The entries that follow should be written out exactly.

-------- Input records

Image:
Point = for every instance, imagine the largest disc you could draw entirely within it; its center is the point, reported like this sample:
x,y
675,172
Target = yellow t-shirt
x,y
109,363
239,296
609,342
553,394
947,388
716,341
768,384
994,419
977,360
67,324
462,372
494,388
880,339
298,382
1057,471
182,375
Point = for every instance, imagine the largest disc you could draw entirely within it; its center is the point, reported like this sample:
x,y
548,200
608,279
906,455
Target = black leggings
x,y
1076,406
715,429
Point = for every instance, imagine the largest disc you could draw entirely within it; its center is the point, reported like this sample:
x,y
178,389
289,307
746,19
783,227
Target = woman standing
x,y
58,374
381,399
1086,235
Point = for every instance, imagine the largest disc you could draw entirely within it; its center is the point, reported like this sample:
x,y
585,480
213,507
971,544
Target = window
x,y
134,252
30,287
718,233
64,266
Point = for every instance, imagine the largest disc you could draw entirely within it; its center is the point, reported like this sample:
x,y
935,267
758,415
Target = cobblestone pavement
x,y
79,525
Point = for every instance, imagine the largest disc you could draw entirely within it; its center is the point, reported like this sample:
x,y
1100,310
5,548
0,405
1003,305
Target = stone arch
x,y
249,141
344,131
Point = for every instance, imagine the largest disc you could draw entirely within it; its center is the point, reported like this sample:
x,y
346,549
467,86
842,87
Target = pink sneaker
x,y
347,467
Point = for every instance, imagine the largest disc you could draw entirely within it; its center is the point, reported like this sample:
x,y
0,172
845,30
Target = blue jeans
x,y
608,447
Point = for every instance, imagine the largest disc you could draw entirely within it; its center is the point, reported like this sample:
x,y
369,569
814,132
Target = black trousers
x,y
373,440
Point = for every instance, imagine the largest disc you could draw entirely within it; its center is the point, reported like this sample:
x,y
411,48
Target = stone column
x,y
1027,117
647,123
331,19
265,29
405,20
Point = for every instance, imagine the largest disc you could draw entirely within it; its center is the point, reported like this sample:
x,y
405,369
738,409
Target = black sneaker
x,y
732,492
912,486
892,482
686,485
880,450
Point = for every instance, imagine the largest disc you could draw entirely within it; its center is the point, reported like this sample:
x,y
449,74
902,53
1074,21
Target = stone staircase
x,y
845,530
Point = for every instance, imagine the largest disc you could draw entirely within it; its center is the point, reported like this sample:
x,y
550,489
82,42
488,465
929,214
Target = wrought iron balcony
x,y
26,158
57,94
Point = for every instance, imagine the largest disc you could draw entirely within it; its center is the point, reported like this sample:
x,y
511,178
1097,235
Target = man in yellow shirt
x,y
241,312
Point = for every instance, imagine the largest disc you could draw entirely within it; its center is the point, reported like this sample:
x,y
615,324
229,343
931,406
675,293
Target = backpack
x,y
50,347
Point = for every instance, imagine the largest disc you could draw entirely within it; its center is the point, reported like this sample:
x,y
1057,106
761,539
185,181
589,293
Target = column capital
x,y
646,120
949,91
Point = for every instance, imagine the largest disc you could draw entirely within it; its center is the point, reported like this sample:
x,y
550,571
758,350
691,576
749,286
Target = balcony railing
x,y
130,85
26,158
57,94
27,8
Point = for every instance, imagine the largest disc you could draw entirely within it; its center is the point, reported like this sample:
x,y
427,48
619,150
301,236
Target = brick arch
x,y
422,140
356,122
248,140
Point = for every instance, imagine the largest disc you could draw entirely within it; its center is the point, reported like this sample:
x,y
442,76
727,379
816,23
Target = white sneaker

----------------

* [The result]
Image:
Point = for every instance, imagine the largest disc you could draw entirely within it; its center is the point, reported like this sample:
x,y
675,172
Target = yellow t-shirt
x,y
109,363
239,296
609,342
553,394
947,388
716,341
768,384
994,419
977,360
67,324
462,372
494,388
880,339
298,382
1057,471
182,375
Point = for every instance, imagine the largest disc you could draw entirely within it; its center is the point, reported like this sample:
x,y
548,200
608,279
906,455
Target = black leggings
x,y
1076,406
715,429
Point = for every instance, imagine the largest disc you could draw entirely within it; its center is the point, reported like this sample:
x,y
178,389
289,307
746,19
783,227
Target = woman standing
x,y
58,374
381,399
1086,235
Point = for every instance, imagine the largest disc you could draw entirely within it; its center is the point, reported like this sample:
x,y
585,480
213,507
971,544
Target = window
x,y
134,252
30,287
718,233
64,266
Point = for every instance, imagine the largest disc you could draw entirely within it; its center is the point, reported like this sample:
x,y
935,267
758,415
Target = cobblestone pavement
x,y
79,525
Point = for every instance, imagine the largest disc you could draw entirely within it; its center is the point, reported like this sample:
x,y
1100,310
5,548
0,405
1003,305
Target = stone arch
x,y
249,141
344,131
Point = for every instance, imagine the largest disc you could draw entirely within it; its center is the point, reported like this sample:
x,y
346,549
467,86
842,87
Target = pink sneaker
x,y
347,467
Point = for every instance, imagine the largest disc you could draw entirely within it; its center is the point, reported like this sample:
x,y
0,172
845,30
Target = blue jeans
x,y
608,447
Point = for every instance, imagine the largest disc you could draw entirely within it; its center is the point, reported like this sample:
x,y
369,569
814,132
Target = black trousers
x,y
373,440
Point = for every instance, imagine the largest disc you could draw entirely within it; its center is the point, reported like this sample:
x,y
411,48
Target = stone column
x,y
1027,117
647,123
331,19
265,29
405,20
Point = for every instance, imagine the largest disc you could draw entirely within it; its center is the point, reported like this sample:
x,y
405,369
738,409
Target = black sneaker
x,y
732,492
912,486
892,482
686,485
880,450
Point = for every instance, imagine the largest disc you could draw entirely within it; its center is the point, reported like this sample:
x,y
449,74
902,53
1074,21
Target = stone staircase
x,y
845,530
Point = for every instance, imagine the largest disc you could draw entirely within it; its center is the point, reported like this sample:
x,y
550,489
82,42
488,465
929,214
Target = wrought iron balcony
x,y
26,158
57,94
Point = for every instance, imagine the largest disc you could draw entirely within it; its center is the point, reported like this sample:
x,y
511,178
1097,235
Target = man in yellow shirt
x,y
241,312
Point = for every instance, imagine the largest disc you could draw entirely within it; its center is the point, reported like this sample:
x,y
615,324
229,343
931,406
675,293
Target = backpack
x,y
50,347
Point = for every instance, imagine the largest disc you could draw entirely within it; its center is the point, reported like this sample:
x,y
1057,106
761,539
185,181
589,293
Target = column capital
x,y
646,120
949,91
Point = for every instance, imagine the largest disc you could draw entirely within it; its center is the point, reported like this sample:
x,y
550,571
758,350
691,576
749,286
Target = balcony railing
x,y
130,85
26,158
57,94
27,8
Point = for every instance, imagine the largest disc you could draw entirely within it; its center is the point, reported like this sample:
x,y
427,48
619,150
301,236
Target = brick arch
x,y
422,140
356,122
248,140
Point = for every instance, imagine the largest disc you could draw entirely within it; its center is the point, reported like this sample:
x,y
442,76
727,379
816,23
Target = white sneaker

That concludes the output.